=== Source passage ===
Now onto your points about the modular structure of composite body plans. I think what you say about the basic body scheme behind composite animals – and how this mostly conforms both to common-sense principles of anatomy and to analogical reasoning – is completely in line with what I say in the book (pp. 26-28), and strengthens it. It also seems in line with the definition of ‘analogism’ in the Descola/Fabrique des images exhibition, which everybody (except me) seems to be carefully avoiding any discussion of, so far at least. Your detailed ruminations on how best to attach wings to a land-based animal are, I imagine, quite close to the kind of discussions engaged in by the ritual specialists, bureaucrats, and image makers of ancient Egypt and Mesopotamia, thousands of years ago (see pp. 101-3 of the book).
So, turning to your conclusion, where exactly are we in agreement, or disagreement? I agree that ‘shock-value has very little do with the composition and cultural success of composites’, but I don’t feel this undermines my argument in any way, because I haven’t claimed otherwise: almost the opposite in fact. You suggest that my theory is limited to Mesopotamia and surrounding areas, because it is there we find the spread of composite imagery in connection with mechanical modes of image production. But what I actually say is, again, quite the opposite. Since this keeps coming up, I’ll quote the relevant passage from pp. 88-9: ‘In the western Old World high levels of co-variation exist between figures of this type and mechanical modes of image making, but, for reasons explored in the previous chapter [i.e. the example of Bronze Age China], a direct causal relationship between the two phenomena can be safely ruled out’.
===
> Problem:
Rewrite the passage on composite body plans from the words "Now onto your" through "of the book).", substituting "reflections" for "ruminations". The items come from a separate source.
=== Dataset rows ===
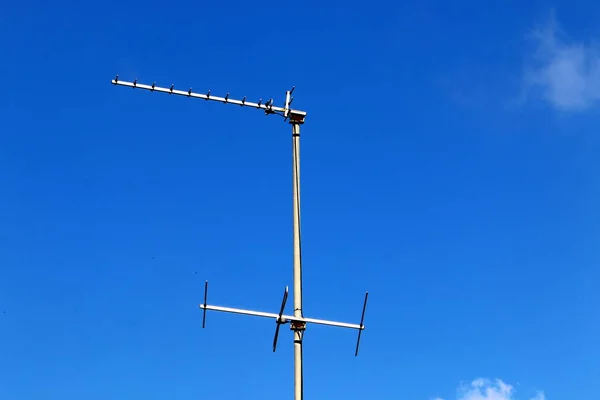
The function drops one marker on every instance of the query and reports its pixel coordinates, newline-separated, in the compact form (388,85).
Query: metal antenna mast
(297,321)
===
=== Dataset rows ===
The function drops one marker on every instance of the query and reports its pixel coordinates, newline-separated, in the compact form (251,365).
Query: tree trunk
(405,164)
===
=== Dataset rows ===
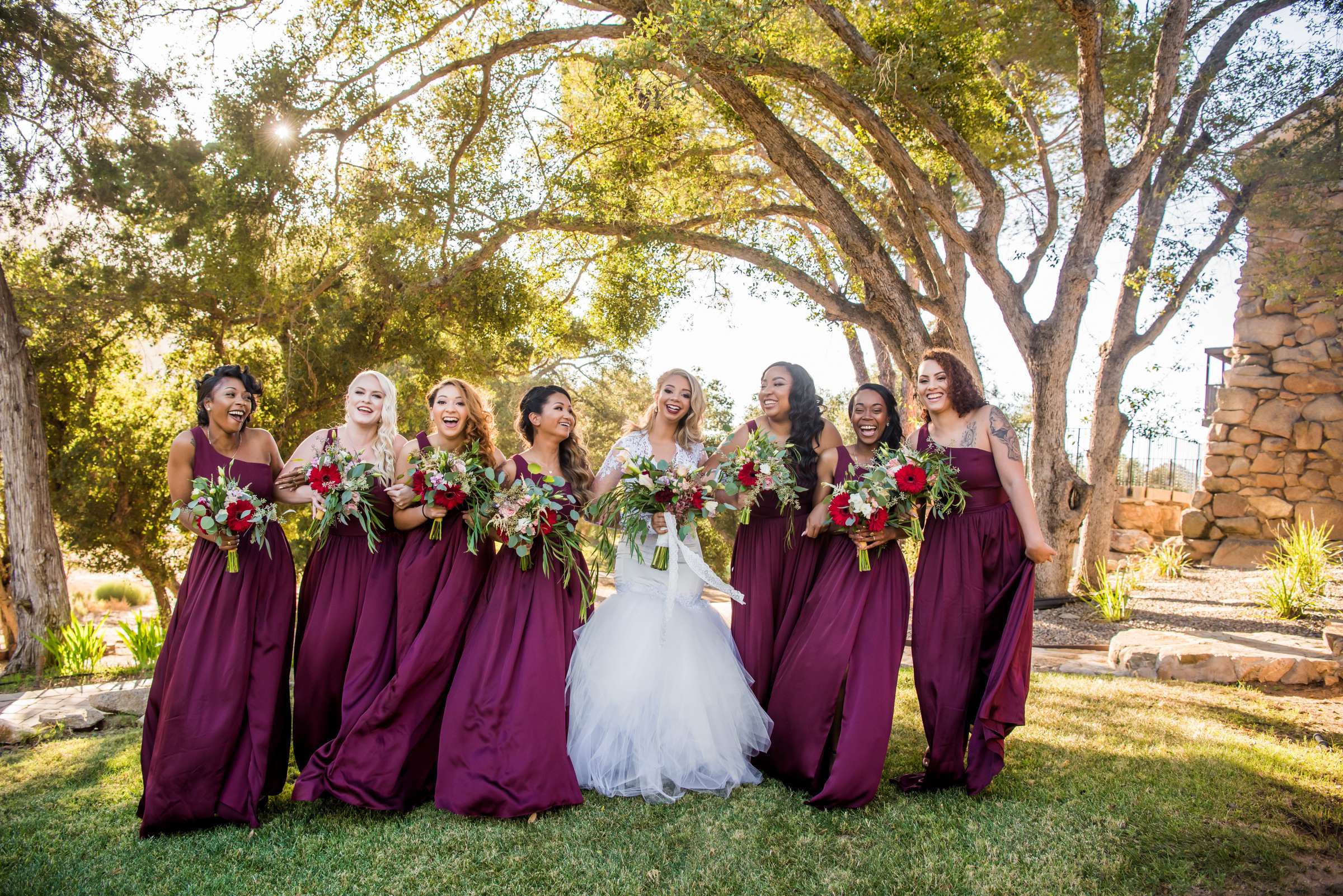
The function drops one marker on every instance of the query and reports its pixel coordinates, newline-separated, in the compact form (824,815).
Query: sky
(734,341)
===
> Solution to this task:
Now onto your points about the modular structure of composite body plans. I think what you say about the basic body scheme behind composite animals – and how this mostly conforms both to common-sense principles of anatomy and to analogical reasoning – is completely in line with what I say in the book (pp. 26-28), and strengthens it. It also seems in line with the definition of ‘analogism’ in the Descola/Fabrique des images exhibition, which everybody (except me) seems to be carefully avoiding any discussion of, so far at least. Your detailed reflections on how best to attach wings to a land-based animal are, I imagine, quite close to the kind of discussions engaged in by the ritual specialists, bureaucrats, and image makers of ancient Egypt and Mesopotamia, thousands of years ago (see pp. 101-3 of the book).